## Text provided
## begin

1

For gensim(1.0.1) doc2vec, I am trying to load google pre-trained word vectors instead of using Doc2Vec.build_vocab

wordVec_google = gensim.models.KeyedVectors.load_word2vec_format('GoogleNews-vectors-negative300.bin', binary=True)    
model0 = Doc2Vec(size=300, alpha=0.05, min_alpha=0.05, window=8, min_count=5, workers=4, dm=0, hs=1)    
model0.wv = wordVec_google    
##some other code 
model0.build_vocab(sentences=allEmails, max_vocab_size = 20000)

but this object model0 can not be further trained with "labeled Docs", and can't infer vectors for documents.

Anyone knows how to use doc2vec with google pretrained word vectors?
I tried this post: http://mccormickml.com/2016/04/12/googles-pretrained-word2vec-model-in-python/ but it does not work to load into gensim.models.Word2Vec object, perhaps it is a different gensim version.

g_p
  • 5,499
  • 3
  • 19
  • 22
user3527917
  • 327
  • 2
  • 10
  • 22
  • a similar question has several answers on how to load pretrained vectors into the Doc2Vec model: https://stackoverflow.com/questions/27470670/how-to-use-gensim-doc2vec-with-pre-trained-word-vectors?rq=1 – Anushka--x Jul 09 '18 at 16:11

1 Answers1

4

The GoogleNews vectors are just raw vectors - not a full Word2Vec model.

Also, the gensim Doc2Vec class does not have general support for loading pretrained word-vectors. The Doc2Vec algorithm doesn't need pre-trained word-vectors – only some modes even use such vectors, and when they do, they're trained simultaneously as needed alongside the doc-vectors.

Specifically, the mode your code is using, dm=0, is the 'Paragraph Vectors' PV-DBOW mode, and does not use word-vectors at all. So even if there was a function to load them, they'd be loaded – then ignored during training and inference. (You would need to use PV-DM, 'dm=1', or add skip-gram word-training to PV-DBOW, dm=0, dbow_words=1, in order for such reused vectors to have any relevance to your training.)

Why do you think you want/need to use pre-trained vectors? (Especially, a set of 3 million word-vectors, from another kind of data, when a later step suggests you only care about a vocabulary of 20,000 words?)

## end

## Material shown

## begin

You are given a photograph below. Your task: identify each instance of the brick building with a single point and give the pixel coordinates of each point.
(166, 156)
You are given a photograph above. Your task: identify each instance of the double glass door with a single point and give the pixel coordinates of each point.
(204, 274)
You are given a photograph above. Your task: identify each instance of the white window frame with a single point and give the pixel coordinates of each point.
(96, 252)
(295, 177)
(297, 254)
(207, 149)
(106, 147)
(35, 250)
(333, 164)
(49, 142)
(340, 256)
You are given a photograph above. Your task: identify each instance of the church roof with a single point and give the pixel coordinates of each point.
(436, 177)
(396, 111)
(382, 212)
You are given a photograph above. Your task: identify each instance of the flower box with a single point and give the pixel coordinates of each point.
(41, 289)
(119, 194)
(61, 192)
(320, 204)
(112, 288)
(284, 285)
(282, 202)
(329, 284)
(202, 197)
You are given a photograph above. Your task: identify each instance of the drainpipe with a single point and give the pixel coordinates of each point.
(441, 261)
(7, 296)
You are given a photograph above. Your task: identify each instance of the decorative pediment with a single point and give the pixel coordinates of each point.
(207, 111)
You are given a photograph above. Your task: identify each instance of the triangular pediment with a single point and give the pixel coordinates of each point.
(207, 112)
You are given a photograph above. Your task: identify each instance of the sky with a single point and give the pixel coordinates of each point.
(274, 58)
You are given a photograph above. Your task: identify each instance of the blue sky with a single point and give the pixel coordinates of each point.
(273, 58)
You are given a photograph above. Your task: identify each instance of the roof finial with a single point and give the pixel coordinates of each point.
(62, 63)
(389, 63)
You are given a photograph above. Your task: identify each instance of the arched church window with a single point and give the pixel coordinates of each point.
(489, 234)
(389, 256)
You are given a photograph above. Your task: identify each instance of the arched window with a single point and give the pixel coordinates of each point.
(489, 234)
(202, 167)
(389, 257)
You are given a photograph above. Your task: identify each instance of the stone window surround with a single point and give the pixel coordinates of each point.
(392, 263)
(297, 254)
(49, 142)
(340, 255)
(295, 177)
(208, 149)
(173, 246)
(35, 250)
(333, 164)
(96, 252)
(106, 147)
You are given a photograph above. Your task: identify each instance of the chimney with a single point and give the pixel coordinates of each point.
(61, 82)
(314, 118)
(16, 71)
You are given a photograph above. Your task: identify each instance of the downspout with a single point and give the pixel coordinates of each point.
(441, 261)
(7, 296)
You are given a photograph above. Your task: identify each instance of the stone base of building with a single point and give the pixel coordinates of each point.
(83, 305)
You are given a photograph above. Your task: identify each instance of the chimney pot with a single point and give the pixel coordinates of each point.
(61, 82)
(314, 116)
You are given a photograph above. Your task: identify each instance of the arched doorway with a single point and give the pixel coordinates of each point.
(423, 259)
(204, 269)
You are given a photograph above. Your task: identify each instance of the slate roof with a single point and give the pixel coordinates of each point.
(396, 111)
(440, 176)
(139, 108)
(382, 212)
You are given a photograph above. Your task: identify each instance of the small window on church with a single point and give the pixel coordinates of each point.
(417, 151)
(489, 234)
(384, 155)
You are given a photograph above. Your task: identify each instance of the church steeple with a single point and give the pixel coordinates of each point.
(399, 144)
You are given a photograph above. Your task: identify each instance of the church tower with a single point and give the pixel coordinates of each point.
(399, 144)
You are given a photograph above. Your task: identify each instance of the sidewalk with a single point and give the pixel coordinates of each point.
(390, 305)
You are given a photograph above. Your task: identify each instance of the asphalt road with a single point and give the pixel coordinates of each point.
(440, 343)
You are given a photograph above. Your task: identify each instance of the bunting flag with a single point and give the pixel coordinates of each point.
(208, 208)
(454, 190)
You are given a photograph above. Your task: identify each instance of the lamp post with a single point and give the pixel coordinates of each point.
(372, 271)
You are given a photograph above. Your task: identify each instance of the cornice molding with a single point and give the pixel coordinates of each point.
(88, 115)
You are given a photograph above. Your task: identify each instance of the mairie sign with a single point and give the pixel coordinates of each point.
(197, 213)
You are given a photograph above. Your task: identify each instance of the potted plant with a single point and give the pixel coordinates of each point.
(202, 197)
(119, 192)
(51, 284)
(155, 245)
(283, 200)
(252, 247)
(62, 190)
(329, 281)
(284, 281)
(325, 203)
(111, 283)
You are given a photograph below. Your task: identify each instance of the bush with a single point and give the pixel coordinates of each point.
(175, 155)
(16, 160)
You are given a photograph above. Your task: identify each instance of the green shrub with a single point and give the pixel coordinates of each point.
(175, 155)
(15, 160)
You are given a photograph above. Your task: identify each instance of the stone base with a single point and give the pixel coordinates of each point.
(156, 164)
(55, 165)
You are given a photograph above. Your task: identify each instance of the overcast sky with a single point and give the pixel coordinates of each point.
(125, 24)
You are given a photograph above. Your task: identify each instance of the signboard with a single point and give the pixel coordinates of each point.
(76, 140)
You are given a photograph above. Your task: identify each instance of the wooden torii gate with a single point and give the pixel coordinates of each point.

## end

## Aim
Repeat word for word everything in the Doc2Vec thread from "but this object" down to "pretrained word vectors?". The entries have no role in any of this.

## Response for this exercise
but this object model0 can not be further trained with "labeled Docs", and can't infer vectors for documents.

Anyone knows how to use doc2vec with google pretrained word vectors?